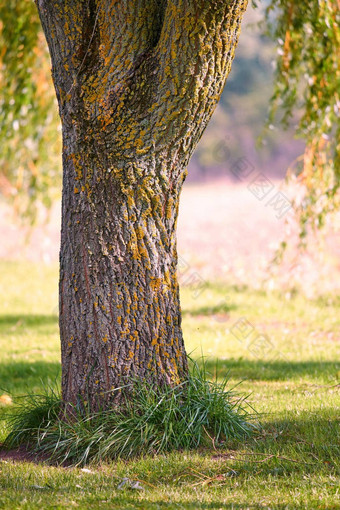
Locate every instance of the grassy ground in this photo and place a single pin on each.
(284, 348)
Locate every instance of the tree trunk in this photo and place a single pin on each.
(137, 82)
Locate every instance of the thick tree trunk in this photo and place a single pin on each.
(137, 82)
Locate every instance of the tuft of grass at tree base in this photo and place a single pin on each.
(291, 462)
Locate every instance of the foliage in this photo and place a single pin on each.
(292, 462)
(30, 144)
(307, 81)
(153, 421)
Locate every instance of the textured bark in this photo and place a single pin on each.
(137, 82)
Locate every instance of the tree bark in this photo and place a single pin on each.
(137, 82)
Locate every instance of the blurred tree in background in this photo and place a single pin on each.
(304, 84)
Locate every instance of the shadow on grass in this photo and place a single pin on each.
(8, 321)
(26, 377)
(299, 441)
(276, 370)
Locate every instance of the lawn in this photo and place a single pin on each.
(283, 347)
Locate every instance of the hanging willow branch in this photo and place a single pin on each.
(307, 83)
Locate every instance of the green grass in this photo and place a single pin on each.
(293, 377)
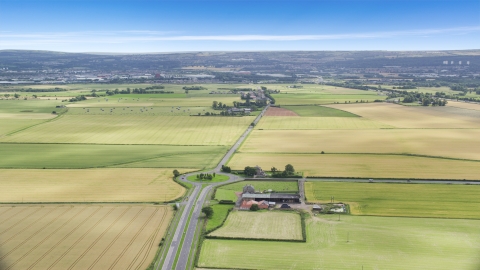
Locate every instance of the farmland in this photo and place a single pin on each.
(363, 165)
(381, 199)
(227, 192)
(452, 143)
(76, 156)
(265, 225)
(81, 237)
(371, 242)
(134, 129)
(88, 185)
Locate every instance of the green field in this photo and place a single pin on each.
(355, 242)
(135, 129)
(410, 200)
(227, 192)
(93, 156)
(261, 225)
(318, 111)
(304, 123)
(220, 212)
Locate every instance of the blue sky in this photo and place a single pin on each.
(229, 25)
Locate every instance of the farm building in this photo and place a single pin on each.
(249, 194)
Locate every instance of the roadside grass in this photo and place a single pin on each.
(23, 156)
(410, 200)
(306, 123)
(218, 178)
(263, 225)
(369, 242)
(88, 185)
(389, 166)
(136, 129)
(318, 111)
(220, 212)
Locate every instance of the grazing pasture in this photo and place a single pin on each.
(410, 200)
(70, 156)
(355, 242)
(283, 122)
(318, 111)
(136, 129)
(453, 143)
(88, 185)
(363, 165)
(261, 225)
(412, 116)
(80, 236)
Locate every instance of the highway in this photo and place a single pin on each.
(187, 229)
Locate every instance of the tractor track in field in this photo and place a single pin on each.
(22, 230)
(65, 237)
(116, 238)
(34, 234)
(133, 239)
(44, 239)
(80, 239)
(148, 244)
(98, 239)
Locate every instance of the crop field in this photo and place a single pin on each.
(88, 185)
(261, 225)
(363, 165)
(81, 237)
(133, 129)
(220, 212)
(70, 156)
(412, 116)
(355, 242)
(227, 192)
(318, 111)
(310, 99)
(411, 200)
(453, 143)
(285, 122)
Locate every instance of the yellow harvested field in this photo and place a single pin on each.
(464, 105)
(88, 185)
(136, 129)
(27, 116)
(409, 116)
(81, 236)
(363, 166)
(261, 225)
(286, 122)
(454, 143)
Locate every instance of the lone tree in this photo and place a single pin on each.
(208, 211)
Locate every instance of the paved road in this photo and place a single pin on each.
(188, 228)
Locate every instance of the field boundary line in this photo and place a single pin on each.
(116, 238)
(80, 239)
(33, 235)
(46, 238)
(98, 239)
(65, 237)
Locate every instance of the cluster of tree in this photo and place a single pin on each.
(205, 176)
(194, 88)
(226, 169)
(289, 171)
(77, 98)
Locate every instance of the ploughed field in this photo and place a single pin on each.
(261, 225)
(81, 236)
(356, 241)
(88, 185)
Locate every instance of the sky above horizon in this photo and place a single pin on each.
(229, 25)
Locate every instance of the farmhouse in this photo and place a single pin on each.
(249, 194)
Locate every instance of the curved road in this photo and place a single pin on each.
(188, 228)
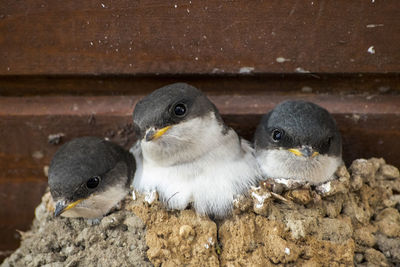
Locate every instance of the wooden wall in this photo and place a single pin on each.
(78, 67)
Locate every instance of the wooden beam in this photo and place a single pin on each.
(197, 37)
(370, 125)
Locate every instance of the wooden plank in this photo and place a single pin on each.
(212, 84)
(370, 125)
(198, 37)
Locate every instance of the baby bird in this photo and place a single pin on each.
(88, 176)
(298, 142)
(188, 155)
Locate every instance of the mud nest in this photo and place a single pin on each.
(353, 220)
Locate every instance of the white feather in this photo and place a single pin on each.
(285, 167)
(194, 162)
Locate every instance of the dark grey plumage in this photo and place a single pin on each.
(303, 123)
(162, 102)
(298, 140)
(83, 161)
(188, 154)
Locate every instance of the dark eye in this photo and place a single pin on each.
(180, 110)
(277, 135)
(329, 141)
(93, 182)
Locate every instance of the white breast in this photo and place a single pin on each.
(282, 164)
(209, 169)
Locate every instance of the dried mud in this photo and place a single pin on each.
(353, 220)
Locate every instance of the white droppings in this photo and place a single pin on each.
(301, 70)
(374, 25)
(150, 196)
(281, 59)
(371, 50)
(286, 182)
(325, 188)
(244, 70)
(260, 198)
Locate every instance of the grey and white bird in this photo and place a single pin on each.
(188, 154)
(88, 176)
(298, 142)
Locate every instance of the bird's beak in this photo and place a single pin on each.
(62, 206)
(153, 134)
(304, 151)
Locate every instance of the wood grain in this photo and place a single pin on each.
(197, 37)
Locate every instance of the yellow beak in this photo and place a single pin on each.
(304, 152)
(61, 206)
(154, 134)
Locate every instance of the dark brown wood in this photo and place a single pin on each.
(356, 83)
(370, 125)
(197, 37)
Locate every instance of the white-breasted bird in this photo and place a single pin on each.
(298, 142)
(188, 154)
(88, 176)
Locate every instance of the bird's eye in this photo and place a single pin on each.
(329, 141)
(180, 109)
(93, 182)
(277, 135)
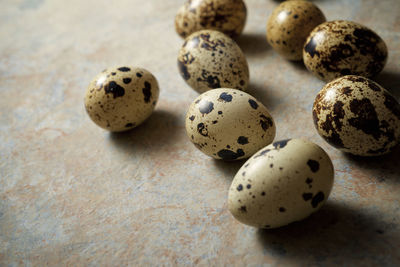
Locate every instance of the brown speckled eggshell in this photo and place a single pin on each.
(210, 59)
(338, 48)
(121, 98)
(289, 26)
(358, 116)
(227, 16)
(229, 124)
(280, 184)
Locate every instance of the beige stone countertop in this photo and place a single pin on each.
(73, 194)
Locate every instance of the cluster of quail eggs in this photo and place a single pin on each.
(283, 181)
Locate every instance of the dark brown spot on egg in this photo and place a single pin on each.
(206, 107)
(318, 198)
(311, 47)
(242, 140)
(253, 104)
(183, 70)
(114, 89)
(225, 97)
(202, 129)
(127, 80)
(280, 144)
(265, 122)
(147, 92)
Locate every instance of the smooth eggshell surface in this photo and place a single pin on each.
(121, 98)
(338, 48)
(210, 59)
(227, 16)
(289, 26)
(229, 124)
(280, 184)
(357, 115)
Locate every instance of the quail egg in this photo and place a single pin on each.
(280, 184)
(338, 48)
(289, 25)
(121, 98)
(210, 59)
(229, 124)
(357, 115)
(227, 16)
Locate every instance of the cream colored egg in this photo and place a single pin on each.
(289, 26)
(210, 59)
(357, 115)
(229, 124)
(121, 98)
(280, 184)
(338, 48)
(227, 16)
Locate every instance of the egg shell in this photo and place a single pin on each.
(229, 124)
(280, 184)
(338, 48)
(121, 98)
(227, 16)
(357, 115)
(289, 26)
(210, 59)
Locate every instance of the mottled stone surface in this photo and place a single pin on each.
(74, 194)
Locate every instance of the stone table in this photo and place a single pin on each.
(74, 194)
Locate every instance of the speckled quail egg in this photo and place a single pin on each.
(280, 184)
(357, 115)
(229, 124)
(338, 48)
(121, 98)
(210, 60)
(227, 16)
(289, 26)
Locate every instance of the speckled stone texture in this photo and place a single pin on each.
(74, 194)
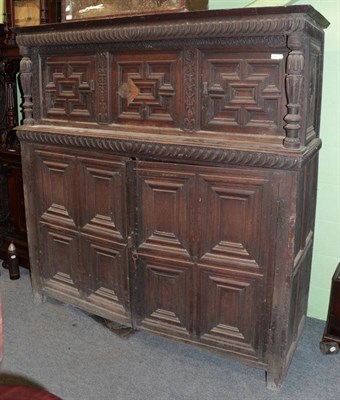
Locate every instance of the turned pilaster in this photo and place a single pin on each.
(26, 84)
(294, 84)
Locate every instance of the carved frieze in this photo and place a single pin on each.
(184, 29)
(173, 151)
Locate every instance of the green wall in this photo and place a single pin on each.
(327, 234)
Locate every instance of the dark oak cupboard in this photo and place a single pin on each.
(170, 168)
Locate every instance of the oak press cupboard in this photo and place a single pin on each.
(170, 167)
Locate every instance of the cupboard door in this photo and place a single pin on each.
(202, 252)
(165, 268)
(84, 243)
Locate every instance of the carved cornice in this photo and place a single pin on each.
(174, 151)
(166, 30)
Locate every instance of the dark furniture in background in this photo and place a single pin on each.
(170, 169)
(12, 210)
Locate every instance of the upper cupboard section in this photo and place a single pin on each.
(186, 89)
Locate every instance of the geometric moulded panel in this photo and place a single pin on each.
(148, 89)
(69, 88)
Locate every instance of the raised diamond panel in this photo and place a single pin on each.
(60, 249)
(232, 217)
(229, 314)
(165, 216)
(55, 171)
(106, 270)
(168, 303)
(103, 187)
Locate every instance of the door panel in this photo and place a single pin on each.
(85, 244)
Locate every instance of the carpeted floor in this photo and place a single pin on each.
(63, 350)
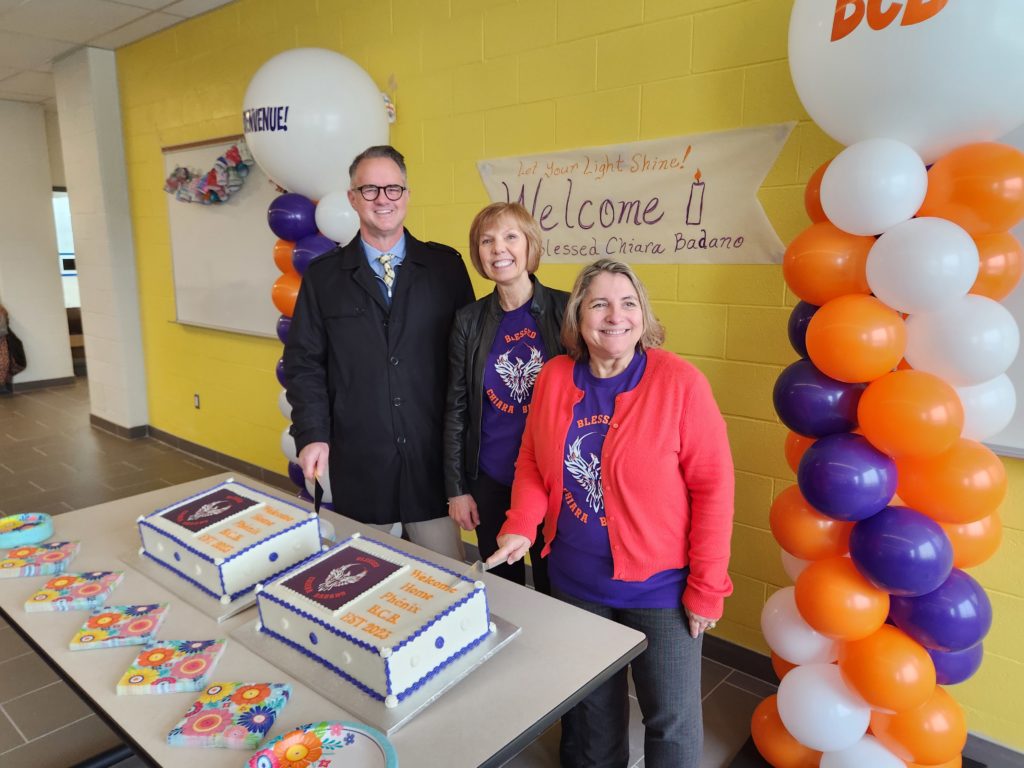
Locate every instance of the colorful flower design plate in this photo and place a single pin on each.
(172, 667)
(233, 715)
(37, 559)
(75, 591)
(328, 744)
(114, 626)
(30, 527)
☆ ☆ ☆ ☆ ☆ ☆ ☆
- Task requirements -
Repeat verbatim the lines from the one with "Locate every instance of the green wall" through the end of the listing above. Include both ends, add nothing, and exclude the pictures.

- Answer for the task -
Locate every instance of the green wall in this photo and place a single pin on each.
(327, 234)
Locate every instance of the dark oak cupboard in this photo and place a single pin on each.
(170, 168)
Locate every instance of the oak press cupboard in this photo and place a single pin on each.
(170, 167)
Locate every instance of the cupboard door in this photo and place a single pin on each.
(202, 252)
(165, 268)
(84, 243)
Locate every instance of the carved cornice in this photo and place a single pin on each.
(174, 151)
(166, 30)
Locate every instance of the dark furniture in background in this photo and place a single pin on each.
(170, 169)
(12, 210)
Locate every instance of the upper cupboard section in this photo and place a single pin on each.
(186, 89)
Locate every instance of the geometric moulded panel in this photo and place a single pin on each.
(148, 89)
(69, 88)
Locate every instance of the raised diamond panel in this photo and place a single pin on each.
(60, 249)
(232, 217)
(229, 314)
(165, 216)
(55, 171)
(106, 270)
(168, 303)
(103, 187)
Locate every instance of the door panel in this photo and place a single pin on each.
(85, 244)
Locate every instance of the carpeted floor in this photo and place a single pin on each.
(63, 350)
Locate every instance of the colorful flower design plate in this photo and place a single pin on each.
(172, 667)
(233, 715)
(37, 559)
(75, 591)
(328, 744)
(114, 626)
(30, 527)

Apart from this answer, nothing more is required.